Given exercise 1: Gather every line of the records below that contains the string "with".

# harddrive usage eats up memory

## kortec

I just finished installing Gentoo on a box, and it seems like everything is going just fine -- got X looking great, sound working, and all that junk -- but there's an odd lingering bug. 

Whenever there's a relatively large disk read, the memory utilization goes through the roof, and everything slows to a crawl. This could be as simple as loading the firefox binary if it isn't in RAM already, downloading a file that's bigger than about 1 MB, starting acroread, editing id3 tags on mp3s -- whatever. As long as the hard drive is spinning, this happens. (When I say 'memory utilization goes through the roof', I mean that I have half a gig of ram in here, and after disk IO starts, only about 9MB is free according to 'free -m').

Any ideas what might be causing this? I did check to make sure that DMA support was enabled in the kernel, and it is.

Given exercise 2: In the thread above, what did the poster confirm was enabled in the kernel?

Dataset records:
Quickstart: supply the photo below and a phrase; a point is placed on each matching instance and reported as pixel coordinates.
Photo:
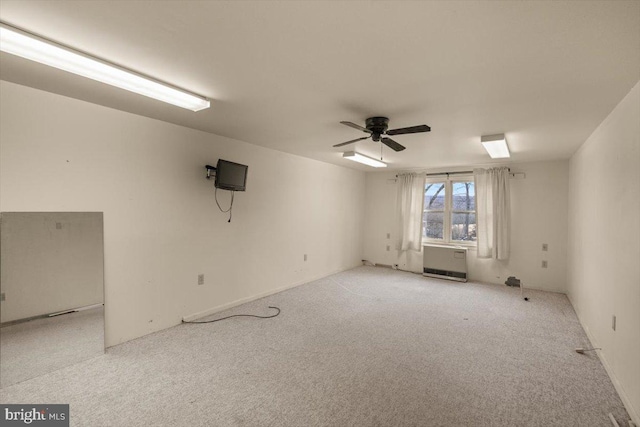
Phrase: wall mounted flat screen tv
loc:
(231, 176)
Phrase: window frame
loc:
(448, 210)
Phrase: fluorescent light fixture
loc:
(29, 46)
(496, 146)
(357, 157)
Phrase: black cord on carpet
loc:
(239, 315)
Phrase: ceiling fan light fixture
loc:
(496, 146)
(360, 158)
(38, 49)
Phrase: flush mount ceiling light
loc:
(357, 157)
(35, 48)
(496, 146)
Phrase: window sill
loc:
(472, 245)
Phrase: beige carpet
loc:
(366, 347)
(33, 348)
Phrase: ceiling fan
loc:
(377, 126)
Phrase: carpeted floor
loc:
(32, 348)
(367, 347)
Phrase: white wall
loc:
(161, 225)
(538, 213)
(604, 243)
(50, 262)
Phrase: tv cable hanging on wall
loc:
(228, 176)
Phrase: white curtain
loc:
(410, 206)
(493, 213)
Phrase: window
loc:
(449, 211)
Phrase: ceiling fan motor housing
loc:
(378, 126)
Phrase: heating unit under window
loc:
(445, 262)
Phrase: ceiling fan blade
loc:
(412, 129)
(392, 144)
(355, 126)
(352, 141)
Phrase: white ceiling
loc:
(284, 74)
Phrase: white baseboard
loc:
(631, 410)
(245, 300)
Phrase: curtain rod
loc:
(451, 173)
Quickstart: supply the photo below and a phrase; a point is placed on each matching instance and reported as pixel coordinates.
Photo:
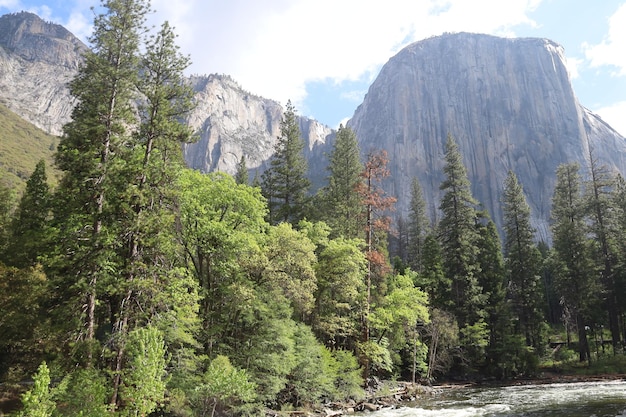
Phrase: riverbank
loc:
(393, 394)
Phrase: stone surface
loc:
(508, 103)
(232, 122)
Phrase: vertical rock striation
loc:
(508, 103)
(232, 122)
(37, 60)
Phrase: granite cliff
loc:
(509, 105)
(38, 59)
(232, 122)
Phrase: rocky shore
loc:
(394, 394)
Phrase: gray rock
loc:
(508, 103)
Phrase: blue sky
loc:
(323, 54)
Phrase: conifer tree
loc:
(29, 221)
(377, 223)
(575, 279)
(154, 160)
(285, 184)
(418, 227)
(602, 214)
(242, 176)
(459, 238)
(523, 261)
(343, 210)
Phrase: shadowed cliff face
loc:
(232, 122)
(509, 105)
(37, 60)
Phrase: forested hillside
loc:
(135, 285)
(22, 145)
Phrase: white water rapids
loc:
(585, 399)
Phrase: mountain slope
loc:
(37, 60)
(22, 145)
(508, 103)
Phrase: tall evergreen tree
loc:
(491, 278)
(418, 227)
(343, 210)
(242, 175)
(92, 144)
(29, 222)
(575, 278)
(285, 184)
(459, 238)
(150, 258)
(7, 206)
(603, 225)
(523, 261)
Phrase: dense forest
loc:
(138, 286)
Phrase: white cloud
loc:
(573, 65)
(615, 116)
(272, 48)
(611, 50)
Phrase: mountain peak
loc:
(33, 39)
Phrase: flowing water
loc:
(585, 399)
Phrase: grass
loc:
(22, 145)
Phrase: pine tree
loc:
(377, 223)
(7, 207)
(418, 227)
(523, 261)
(574, 278)
(492, 281)
(285, 184)
(343, 211)
(459, 238)
(29, 222)
(147, 221)
(242, 176)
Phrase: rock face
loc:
(232, 122)
(509, 105)
(37, 60)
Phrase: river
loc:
(585, 399)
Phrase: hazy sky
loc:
(324, 54)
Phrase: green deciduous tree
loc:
(38, 402)
(418, 227)
(221, 226)
(242, 176)
(343, 209)
(224, 387)
(285, 184)
(90, 154)
(29, 221)
(574, 276)
(459, 237)
(25, 333)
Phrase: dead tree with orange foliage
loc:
(376, 206)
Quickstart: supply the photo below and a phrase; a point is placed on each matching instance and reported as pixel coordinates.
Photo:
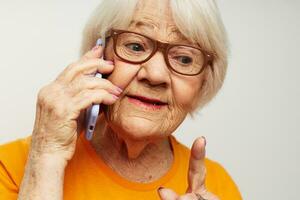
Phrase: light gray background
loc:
(252, 126)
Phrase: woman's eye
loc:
(184, 59)
(135, 47)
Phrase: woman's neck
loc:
(149, 160)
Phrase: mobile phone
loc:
(93, 111)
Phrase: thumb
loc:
(95, 52)
(167, 194)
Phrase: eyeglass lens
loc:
(137, 48)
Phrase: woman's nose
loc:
(155, 71)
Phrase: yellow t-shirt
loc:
(88, 177)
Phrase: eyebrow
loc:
(143, 24)
(152, 25)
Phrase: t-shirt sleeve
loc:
(8, 189)
(13, 157)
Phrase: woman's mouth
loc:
(146, 102)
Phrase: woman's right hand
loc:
(61, 104)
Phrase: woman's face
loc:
(136, 114)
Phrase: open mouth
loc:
(145, 101)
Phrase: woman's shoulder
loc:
(13, 156)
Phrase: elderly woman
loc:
(162, 60)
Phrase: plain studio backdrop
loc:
(252, 126)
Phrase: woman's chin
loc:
(137, 128)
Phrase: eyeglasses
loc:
(137, 48)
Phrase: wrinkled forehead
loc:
(154, 18)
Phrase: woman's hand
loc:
(62, 103)
(196, 177)
(60, 110)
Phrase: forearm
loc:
(43, 178)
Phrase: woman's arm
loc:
(60, 107)
(43, 178)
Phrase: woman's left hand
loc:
(196, 177)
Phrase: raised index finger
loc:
(197, 170)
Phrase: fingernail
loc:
(115, 97)
(120, 89)
(204, 140)
(160, 188)
(99, 42)
(109, 62)
(117, 91)
(95, 48)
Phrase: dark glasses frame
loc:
(164, 48)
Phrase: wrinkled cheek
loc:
(123, 73)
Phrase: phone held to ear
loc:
(93, 111)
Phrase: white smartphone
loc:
(93, 111)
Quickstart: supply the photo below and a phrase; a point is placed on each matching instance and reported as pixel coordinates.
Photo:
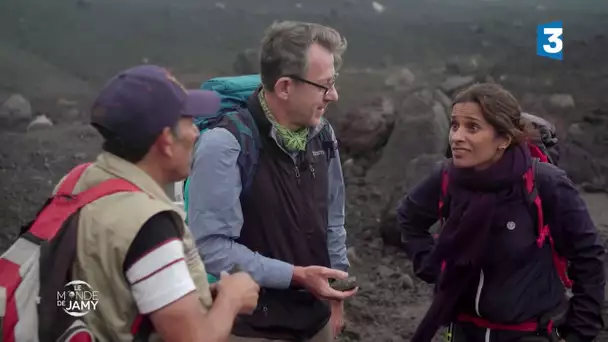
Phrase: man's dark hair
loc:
(130, 152)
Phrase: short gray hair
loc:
(285, 46)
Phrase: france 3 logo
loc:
(549, 40)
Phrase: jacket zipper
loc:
(478, 299)
(296, 170)
(478, 295)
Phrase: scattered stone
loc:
(443, 99)
(561, 101)
(400, 79)
(247, 62)
(455, 83)
(16, 107)
(367, 128)
(353, 258)
(40, 122)
(467, 65)
(406, 281)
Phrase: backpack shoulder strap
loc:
(64, 203)
(242, 125)
(328, 143)
(544, 232)
(534, 201)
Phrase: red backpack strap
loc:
(64, 204)
(544, 232)
(443, 196)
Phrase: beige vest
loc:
(106, 229)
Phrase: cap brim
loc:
(201, 103)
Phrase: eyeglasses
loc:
(325, 88)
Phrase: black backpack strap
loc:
(56, 260)
(327, 142)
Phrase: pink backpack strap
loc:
(544, 232)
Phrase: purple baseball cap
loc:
(138, 103)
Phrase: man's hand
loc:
(316, 280)
(240, 289)
(337, 317)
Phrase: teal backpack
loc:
(234, 92)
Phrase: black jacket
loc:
(518, 281)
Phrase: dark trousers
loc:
(462, 332)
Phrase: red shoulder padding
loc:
(544, 232)
(64, 203)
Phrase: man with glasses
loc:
(287, 229)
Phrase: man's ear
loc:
(164, 142)
(282, 87)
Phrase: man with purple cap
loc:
(134, 247)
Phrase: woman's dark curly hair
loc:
(500, 109)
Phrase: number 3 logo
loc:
(556, 44)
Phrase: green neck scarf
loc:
(291, 140)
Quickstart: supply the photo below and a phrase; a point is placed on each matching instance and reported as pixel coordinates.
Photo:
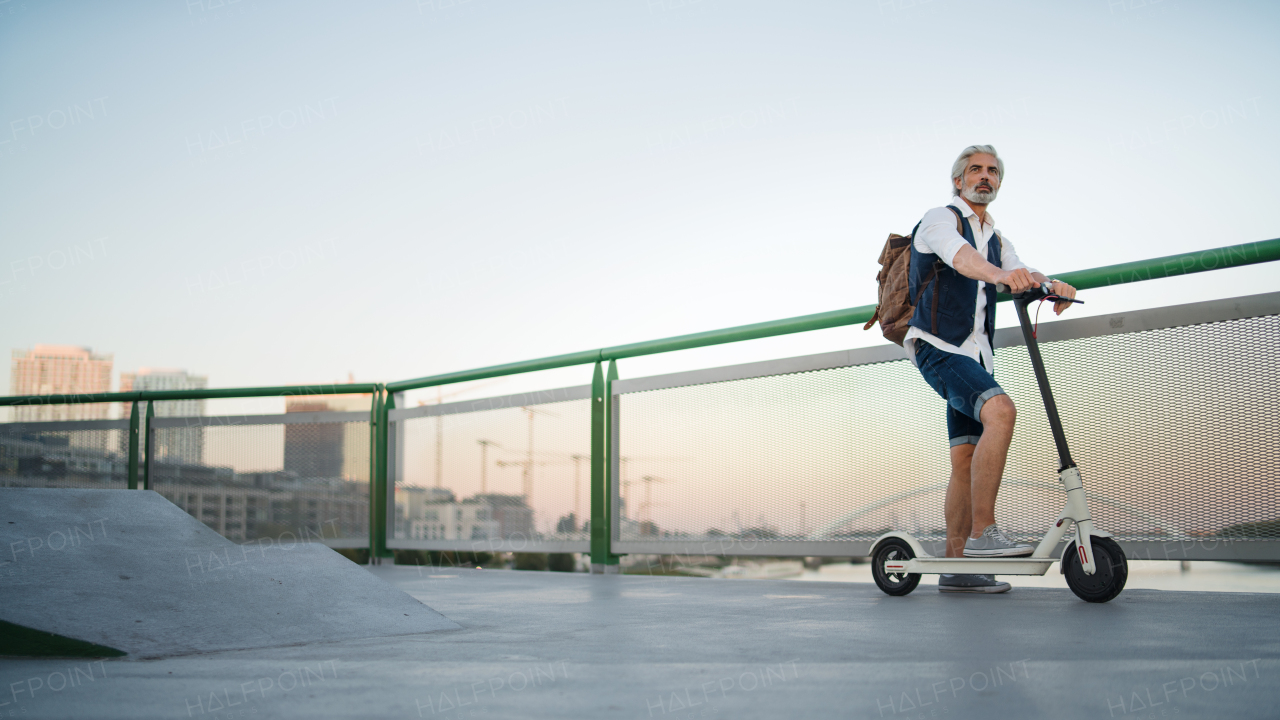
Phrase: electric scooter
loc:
(1093, 564)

Written solution 1:
Phrase: dead tree with orange foliage
Phrase: man with glasses
Phrase: man with purple cap

Written solution 2: DMA support.